DATA LISTING =

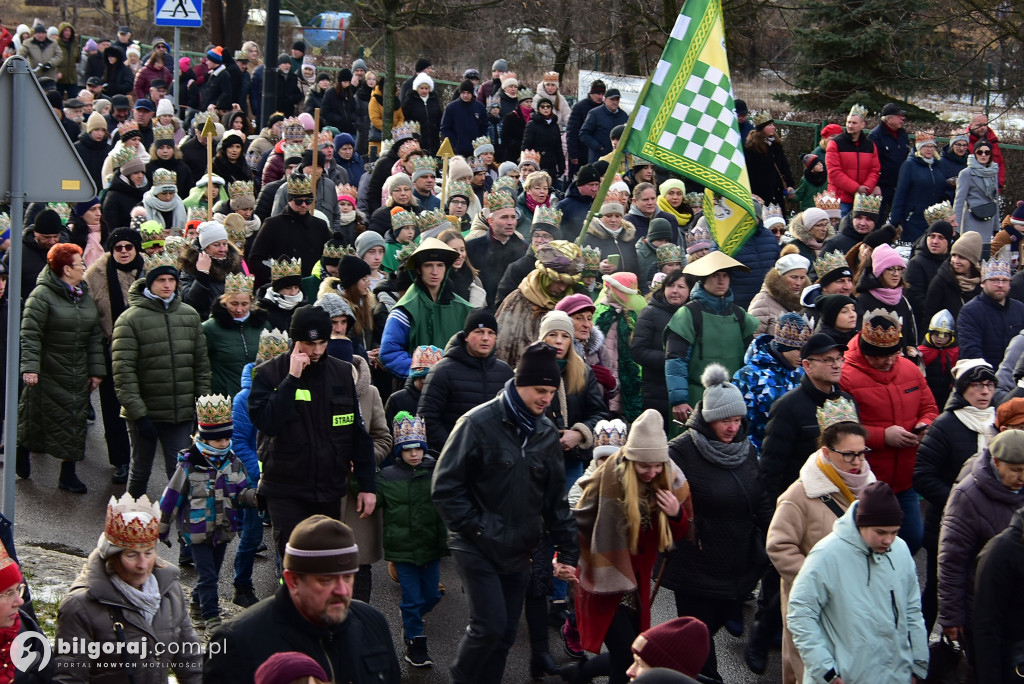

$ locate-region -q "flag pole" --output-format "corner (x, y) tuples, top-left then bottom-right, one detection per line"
(577, 74), (653, 247)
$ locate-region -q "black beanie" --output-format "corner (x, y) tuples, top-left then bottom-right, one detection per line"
(288, 304), (331, 342)
(856, 480), (903, 527)
(515, 342), (561, 387)
(338, 254), (370, 290)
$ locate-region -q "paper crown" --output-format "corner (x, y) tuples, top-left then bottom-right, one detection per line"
(270, 257), (302, 283)
(103, 493), (160, 551)
(224, 273), (256, 296)
(534, 206), (562, 228)
(981, 259), (1014, 283)
(814, 250), (850, 279)
(815, 396), (860, 430)
(925, 200), (953, 225)
(391, 207), (416, 230)
(656, 243), (683, 266)
(394, 411), (427, 448)
(227, 180), (255, 200)
(256, 328), (291, 364)
(288, 173), (313, 198)
(196, 394), (231, 428)
(853, 193), (882, 216)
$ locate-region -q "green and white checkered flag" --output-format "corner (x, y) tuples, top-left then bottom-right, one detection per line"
(626, 0), (757, 255)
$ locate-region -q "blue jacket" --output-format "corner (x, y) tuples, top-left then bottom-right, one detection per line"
(732, 335), (804, 454)
(441, 97), (487, 157)
(956, 292), (1024, 369)
(786, 502), (928, 684)
(889, 155), (946, 243)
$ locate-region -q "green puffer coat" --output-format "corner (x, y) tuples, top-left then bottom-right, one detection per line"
(377, 456), (449, 565)
(111, 280), (209, 423)
(203, 298), (266, 396)
(17, 267), (106, 461)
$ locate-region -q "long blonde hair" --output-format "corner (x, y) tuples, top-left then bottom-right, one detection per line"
(615, 454), (672, 554)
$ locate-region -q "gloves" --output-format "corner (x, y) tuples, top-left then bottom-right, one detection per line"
(135, 416), (160, 442)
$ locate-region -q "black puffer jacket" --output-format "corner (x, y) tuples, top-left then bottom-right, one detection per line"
(663, 409), (773, 600)
(630, 294), (679, 421)
(417, 333), (512, 451)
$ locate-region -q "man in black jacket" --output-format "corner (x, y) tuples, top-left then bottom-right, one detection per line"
(430, 342), (580, 684)
(203, 516), (401, 684)
(249, 307), (377, 558)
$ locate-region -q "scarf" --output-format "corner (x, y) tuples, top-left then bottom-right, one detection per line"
(111, 573), (162, 625)
(953, 404), (995, 454)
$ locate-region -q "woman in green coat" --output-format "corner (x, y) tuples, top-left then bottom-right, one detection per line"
(203, 273), (267, 396)
(15, 243), (106, 494)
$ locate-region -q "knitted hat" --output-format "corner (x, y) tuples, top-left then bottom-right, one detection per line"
(285, 516), (359, 574)
(633, 616), (711, 677)
(286, 304), (331, 342)
(854, 481), (905, 527)
(951, 358), (998, 396)
(860, 309), (901, 356)
(537, 310), (575, 342)
(515, 342), (561, 387)
(696, 364), (746, 421)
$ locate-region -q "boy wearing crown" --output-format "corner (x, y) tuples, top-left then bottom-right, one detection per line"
(160, 394), (256, 631)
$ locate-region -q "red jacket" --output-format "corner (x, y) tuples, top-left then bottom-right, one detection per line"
(840, 335), (939, 494)
(825, 131), (882, 203)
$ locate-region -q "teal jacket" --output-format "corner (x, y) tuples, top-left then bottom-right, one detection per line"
(786, 502), (928, 684)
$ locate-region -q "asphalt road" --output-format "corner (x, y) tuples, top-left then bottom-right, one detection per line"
(11, 402), (781, 684)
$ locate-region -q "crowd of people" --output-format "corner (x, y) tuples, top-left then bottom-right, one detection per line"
(0, 15), (1024, 684)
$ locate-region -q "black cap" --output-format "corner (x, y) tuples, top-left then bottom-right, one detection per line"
(800, 333), (846, 358)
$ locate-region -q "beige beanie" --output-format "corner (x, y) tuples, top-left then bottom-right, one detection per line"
(623, 409), (669, 463)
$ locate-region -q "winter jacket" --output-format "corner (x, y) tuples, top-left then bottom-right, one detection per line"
(956, 292), (1024, 368)
(880, 154), (946, 242)
(17, 267), (106, 461)
(53, 549), (203, 684)
(786, 502), (928, 684)
(432, 380), (580, 574)
(415, 332), (513, 452)
(840, 335), (939, 494)
(111, 280), (210, 424)
(825, 131), (882, 204)
(570, 102), (630, 164)
(377, 456), (446, 565)
(971, 511), (1024, 684)
(662, 411), (772, 600)
(203, 586), (401, 684)
(732, 335), (804, 454)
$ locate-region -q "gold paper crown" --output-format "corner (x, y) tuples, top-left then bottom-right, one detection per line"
(227, 180), (255, 200)
(103, 493), (160, 551)
(224, 273), (256, 296)
(196, 394), (231, 427)
(815, 396), (860, 430)
(256, 328), (291, 364)
(288, 173), (313, 198)
(270, 257), (302, 283)
(925, 200), (953, 225)
(853, 193), (882, 215)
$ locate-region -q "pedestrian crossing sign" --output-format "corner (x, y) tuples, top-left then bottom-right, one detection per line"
(155, 0), (203, 29)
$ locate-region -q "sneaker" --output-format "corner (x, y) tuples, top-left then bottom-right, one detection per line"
(406, 637), (434, 668)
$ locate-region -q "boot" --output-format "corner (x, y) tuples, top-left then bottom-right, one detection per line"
(57, 461), (86, 494)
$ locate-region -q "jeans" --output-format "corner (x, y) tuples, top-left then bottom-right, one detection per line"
(128, 421), (191, 501)
(452, 544), (529, 684)
(896, 487), (925, 556)
(188, 542), (227, 619)
(394, 558), (441, 641)
(234, 508), (263, 589)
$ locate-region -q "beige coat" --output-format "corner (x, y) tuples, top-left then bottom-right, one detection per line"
(341, 355), (394, 565)
(767, 452), (874, 684)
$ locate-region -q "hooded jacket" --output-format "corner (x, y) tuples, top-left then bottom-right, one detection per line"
(786, 502), (928, 684)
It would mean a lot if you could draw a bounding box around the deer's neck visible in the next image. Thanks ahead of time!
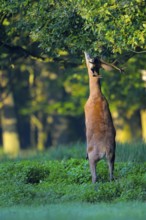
[89,74,102,97]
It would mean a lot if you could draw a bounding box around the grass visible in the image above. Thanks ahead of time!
[0,202,146,220]
[0,142,146,220]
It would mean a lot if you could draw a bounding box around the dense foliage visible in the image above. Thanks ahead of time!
[0,0,146,58]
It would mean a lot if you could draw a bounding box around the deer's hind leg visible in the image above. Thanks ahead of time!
[88,150,100,183]
[107,150,115,181]
[89,159,97,183]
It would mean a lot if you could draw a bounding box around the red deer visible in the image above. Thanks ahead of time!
[84,53,117,183]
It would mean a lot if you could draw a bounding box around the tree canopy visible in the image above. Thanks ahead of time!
[0,0,146,63]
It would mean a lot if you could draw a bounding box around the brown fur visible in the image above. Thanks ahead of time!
[85,52,116,183]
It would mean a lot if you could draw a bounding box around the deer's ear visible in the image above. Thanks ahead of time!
[84,51,91,60]
[101,63,114,71]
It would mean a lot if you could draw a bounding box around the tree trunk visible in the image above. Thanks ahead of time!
[1,93,20,157]
[141,110,146,141]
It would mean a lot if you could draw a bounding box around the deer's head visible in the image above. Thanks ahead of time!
[85,52,124,77]
[85,52,101,77]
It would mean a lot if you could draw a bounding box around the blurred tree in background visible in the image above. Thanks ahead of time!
[0,0,146,154]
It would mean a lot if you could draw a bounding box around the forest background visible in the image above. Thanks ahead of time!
[0,0,146,155]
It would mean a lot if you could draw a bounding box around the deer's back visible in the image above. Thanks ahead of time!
[85,96,115,144]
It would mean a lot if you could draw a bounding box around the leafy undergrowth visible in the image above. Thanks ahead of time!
[0,159,146,206]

AIM =
Copy the part of the records that opens with the line containing "the tree trunk" and closes with the line containing "[85,52,101,77]", keeping the requests, and shift every box coordinate in the answers by -80.

SOLVED EXERCISE =
It would mean a lot if you could draw a bounding box around the tree trunk visible in the image above. Thanks ahead of time!
[-79,13,-60,77]
[61,30,66,61]
It would mean a lot if you could draw a bounding box around the deer's head visible in the image above. Thanks ahead of time!
[5,-28,44,-3]
[5,-28,21,-3]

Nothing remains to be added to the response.